**Passage provided**

This story was written by the ILO Newsroom For official ILO statements and speeches, please visit our “Statements and Speeches” section.

Greening the ILO

What is the ILO doing to become greener?

The ILO has been mainstreaming environmental sustainability in its operations and programmatic work.

News | 01 November 2021
GENEVA (ILO News) – The approach of COP26 is focusing world attention on the risks of climate change and the imperative of environmental sustainability. The UN system is coordinating international efforts to limit emissions, and the ILO is spearheading the UN's Climate Action for Jobs Initiative, to boost climate action and green jobs.

Alongside the policy leadership, the ILO has also undertaken a series of concrete actions to improve its own organizational sustainability, and to achieve carbon neutrality.

The ILO’s efforts are part of a broader strategy within the UN system called "Greening the Blue".

In 2007, then UN Secretary-General Ban Ki-moon called on all UN agencies, funds and programmes to "go green". The goal was to become climate neutral by 2020 through a combination of emission reductions and offsetting.

Launched soon afterwards, the "Greening the ILO" initiative works to improve the ILO’s environmental performance by measuring its carbon footprint and putting in place actions to reduce the environmental impacts of its buildings and operations, both in Geneva and in its network of country offices.

Guided by its ILO Environmental Sustainability Action Plans for 2018–21, the ILO has implemented a wealth of initiatives to improve the ILO’s environmental performance.

“The ILO is committed to protecting the environment and reducing its impacts wherever possible,” said Els Brackenier, Director of Internal Services and Administration Department.

“Every year, headquarters and 48 field offices complete an environmental inventory, under the umbrella of 'Greening the Blue'. This exercise not only quantifies the ILO’s environmental impact but also helps to focus our efforts to improve environmental performance. In several areas, the ILO has accelerated these efforts towards the goal of achieving climate neutrality.”

A comprehensive approach has been adopted to improve sustainability and optimize management of resources, ranging from building renovation to waste treatment, and including procurement policies and the use of computer equipment.

Achieving carbon neutrality

The ILO started working on reducing greenhouse gas emissions in 2016, and it calculates and reports on the emissions of HQ and all 48 external offices on an annual basis. The goal is to improve the operations of the Organization, making them more environmentally-friendly. In 2020, for the first time, the ILO confirmed that it has achieved carbon neutrality, in line with the target set across the United Nations system to become climate neutral.

Several measures to reduce environmental impacts have been implemented at the ILO headquarters in Geneva, and the remaining carbon emissions are offset through the purchase of Certified Emission Reductions credits (CERs).

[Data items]
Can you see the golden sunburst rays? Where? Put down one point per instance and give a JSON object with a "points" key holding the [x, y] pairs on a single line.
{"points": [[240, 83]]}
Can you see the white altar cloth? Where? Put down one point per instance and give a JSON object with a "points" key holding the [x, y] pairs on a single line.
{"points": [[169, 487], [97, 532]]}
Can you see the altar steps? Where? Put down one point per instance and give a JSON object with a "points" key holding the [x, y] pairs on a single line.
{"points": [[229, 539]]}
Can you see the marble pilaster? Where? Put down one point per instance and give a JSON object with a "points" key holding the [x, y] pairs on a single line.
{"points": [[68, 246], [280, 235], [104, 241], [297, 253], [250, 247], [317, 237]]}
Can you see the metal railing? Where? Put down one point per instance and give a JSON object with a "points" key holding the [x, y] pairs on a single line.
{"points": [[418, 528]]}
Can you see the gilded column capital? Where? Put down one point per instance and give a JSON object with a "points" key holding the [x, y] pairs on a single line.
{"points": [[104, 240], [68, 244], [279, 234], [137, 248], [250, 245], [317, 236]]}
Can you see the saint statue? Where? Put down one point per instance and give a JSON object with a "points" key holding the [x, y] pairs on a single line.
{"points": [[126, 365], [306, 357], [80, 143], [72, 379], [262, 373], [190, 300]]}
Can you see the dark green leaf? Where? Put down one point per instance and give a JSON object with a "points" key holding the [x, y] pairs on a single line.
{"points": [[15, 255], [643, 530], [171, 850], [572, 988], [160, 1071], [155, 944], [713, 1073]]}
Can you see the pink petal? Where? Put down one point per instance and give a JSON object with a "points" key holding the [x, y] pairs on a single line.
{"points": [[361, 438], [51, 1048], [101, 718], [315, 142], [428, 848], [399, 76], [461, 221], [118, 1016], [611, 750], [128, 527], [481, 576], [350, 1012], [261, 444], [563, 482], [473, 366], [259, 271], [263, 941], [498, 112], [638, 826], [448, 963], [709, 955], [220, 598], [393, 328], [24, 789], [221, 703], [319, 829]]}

**Tasks for this exercise**
A: According to the article on greening the ILO, in what year did the ILO first confirm that it had achieved carbon neutrality?
B: Reproduce the part of the article on greening the ILO that starts at "In 2007, then" and ends at "of country offices.".
C: Write the next part of the article on greening the ILO, picking up after its final sentence.

**Task-by-task results**
A: 2020

B:
In 2007, then UN Secretary-General Ban Ki-moon called on all UN agencies, funds and programmes to "go green". The goal was to become climate neutral by 2020 through a combination of emission reductions and offsetting.

Launched soon afterwards, the "Greening the ILO" initiative works to improve the ILO’s environmental performance by measuring its carbon footprint and putting in place actions to reduce the environmental impacts of its buildings and operations, both in Geneva and in its network of country offices.

C:
"The COVID-19 pandemic raised awareness of the fragility of our world and economy," confirmed Moustapha Kamal Gueye, head of the ILO’s Green Jobs Unit.

"It is therefore very timely that we have achieved carbon neutrality at the ILO, and we will continue our efforts to build a greener and more sustainable world and workplace.”

A greener and more sustainable building

Started in March 2015, the renovation of ILO headquarters in Geneva has had environmental concerns at its heart. The result of the renovation to date has been a more modern, safer and greener building, which optimizes the use of natural light and economizes energy.

"As part of its core objectives, the renovation project will significantly reduce the energy used to operate the building, and along with operational measures, will continue to lower the ILO’s environmental footprint," noted Mark Underhill, Director of the ILO Building Renovation Project.

Waste management and recycling

Waste management is a key element in ILO efforts to improve environmental sustainability.

At headquarters in Geneva, a centralized waste management system was implemented with the purpose of increasing the recycling of major waste streams. The Regional Office for Asia and the Pacific, located in Bangkok, went even further: the UN-ESCAP building where the ILO is based has implemented a single-use plastic ban and no longer provides any disposable cutlery.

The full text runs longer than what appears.